• _WRITTEN INSTRUCTION_
Pull out each line from the rows below that contains the string "overcast", matching case exactly.

• _GIVEN DATA_
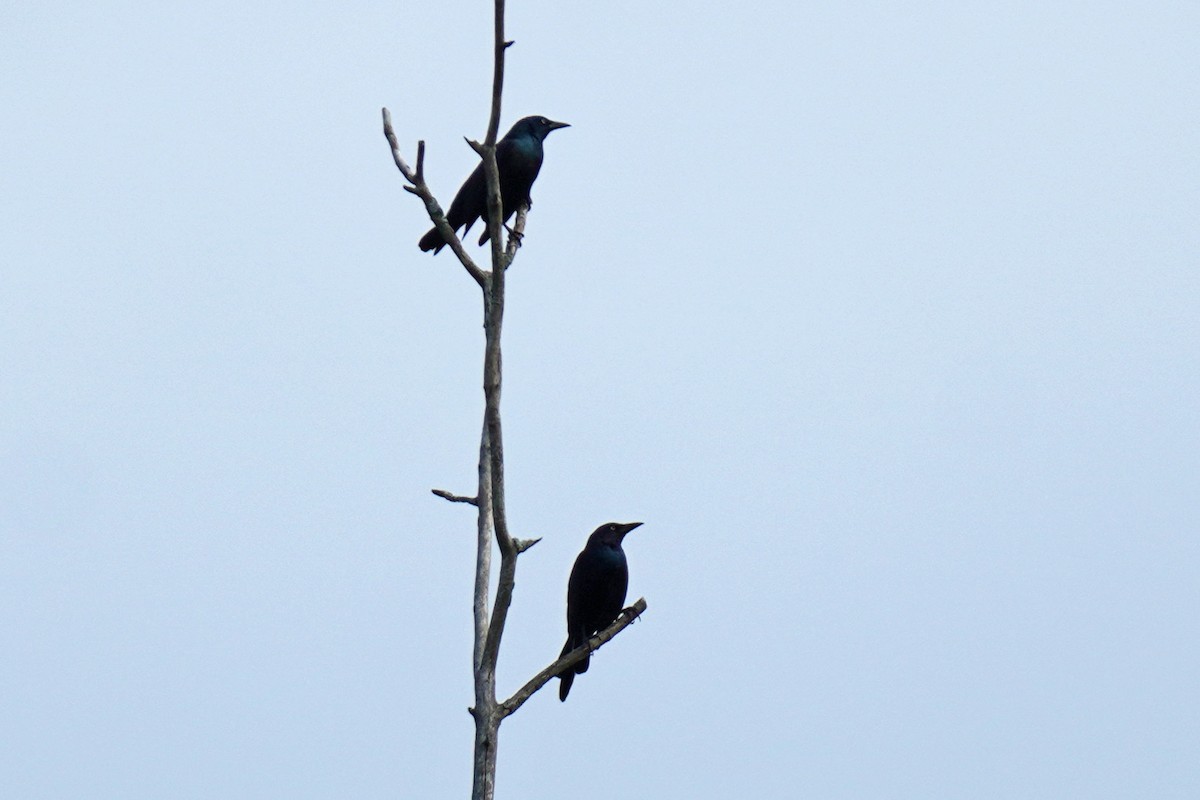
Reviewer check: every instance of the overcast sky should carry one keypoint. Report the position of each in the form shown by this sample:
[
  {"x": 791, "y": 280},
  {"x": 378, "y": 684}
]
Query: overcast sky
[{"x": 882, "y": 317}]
---
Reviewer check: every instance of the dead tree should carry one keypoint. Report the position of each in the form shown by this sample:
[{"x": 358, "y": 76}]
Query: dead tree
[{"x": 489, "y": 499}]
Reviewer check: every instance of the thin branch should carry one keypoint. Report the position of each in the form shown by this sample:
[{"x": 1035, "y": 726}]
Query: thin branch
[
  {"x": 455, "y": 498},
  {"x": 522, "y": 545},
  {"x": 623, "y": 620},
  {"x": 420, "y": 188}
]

• _RESULT BELOW_
Reviewer check: every instance of the overcast sky should carry one keypoint. Report the position of each in the form shown by this sample:
Query: overcast sky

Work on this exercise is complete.